**To be done:** Give as output the line that contains "In this exercise you will mark each instance of the blue", followed by every remaining line of the entries, unchanged and with nothing added.

--- START Data excerpts ---

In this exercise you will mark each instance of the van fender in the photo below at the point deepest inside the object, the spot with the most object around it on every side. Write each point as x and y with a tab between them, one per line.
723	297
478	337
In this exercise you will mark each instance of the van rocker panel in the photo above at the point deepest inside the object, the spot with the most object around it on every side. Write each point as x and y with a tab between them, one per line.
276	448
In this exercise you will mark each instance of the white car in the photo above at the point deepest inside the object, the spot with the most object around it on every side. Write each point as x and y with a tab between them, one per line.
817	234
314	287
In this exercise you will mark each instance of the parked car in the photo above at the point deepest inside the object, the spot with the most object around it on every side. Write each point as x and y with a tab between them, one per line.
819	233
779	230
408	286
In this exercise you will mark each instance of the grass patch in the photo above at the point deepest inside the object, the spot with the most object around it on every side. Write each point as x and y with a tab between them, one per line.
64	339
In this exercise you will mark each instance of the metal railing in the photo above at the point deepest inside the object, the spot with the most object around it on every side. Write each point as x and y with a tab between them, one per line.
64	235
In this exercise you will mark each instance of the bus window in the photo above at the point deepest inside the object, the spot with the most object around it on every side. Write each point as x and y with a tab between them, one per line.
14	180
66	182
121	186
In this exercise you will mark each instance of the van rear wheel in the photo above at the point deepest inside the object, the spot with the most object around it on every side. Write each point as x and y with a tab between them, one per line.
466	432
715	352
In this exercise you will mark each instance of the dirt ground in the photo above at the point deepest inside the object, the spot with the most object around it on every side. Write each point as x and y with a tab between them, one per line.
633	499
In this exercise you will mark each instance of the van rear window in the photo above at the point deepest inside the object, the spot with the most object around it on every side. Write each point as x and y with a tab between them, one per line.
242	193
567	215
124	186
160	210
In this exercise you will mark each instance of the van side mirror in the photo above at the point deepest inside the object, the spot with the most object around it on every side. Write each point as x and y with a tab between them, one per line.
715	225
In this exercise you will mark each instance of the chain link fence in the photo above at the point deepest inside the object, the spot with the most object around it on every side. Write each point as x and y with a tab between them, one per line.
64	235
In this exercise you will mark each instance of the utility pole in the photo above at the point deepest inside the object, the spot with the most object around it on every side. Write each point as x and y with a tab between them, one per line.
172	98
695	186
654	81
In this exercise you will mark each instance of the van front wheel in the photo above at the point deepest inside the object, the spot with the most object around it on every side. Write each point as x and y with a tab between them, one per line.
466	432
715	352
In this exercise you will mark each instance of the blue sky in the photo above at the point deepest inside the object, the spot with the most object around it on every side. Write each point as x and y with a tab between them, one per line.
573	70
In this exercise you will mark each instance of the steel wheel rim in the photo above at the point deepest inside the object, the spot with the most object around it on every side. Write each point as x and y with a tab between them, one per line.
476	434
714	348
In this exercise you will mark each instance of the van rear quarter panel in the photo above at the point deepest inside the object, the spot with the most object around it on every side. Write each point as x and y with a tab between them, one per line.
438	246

--- END Data excerpts ---

**Answer to this exercise:**
In this exercise you will mark each instance of the blue sky in the photo above at the point deepest inside the object, the spot with the most object around it on every side. Write each point as x and y with a tab between them, one per line.
573	70
In this exercise you will mark each instance of the steel wheel rim in the photo above at the point deepest inside the object, the spot with the most object around it on every side. Write each point as x and y with a tab between them, one per line.
476	434
714	348
In this exercise you will mark each instance of the van rear quarter panel in the photo above at the point deepest inside the object, the spot with the most object around it on every side. Write each point as x and y with a tab between them, one per line.
438	246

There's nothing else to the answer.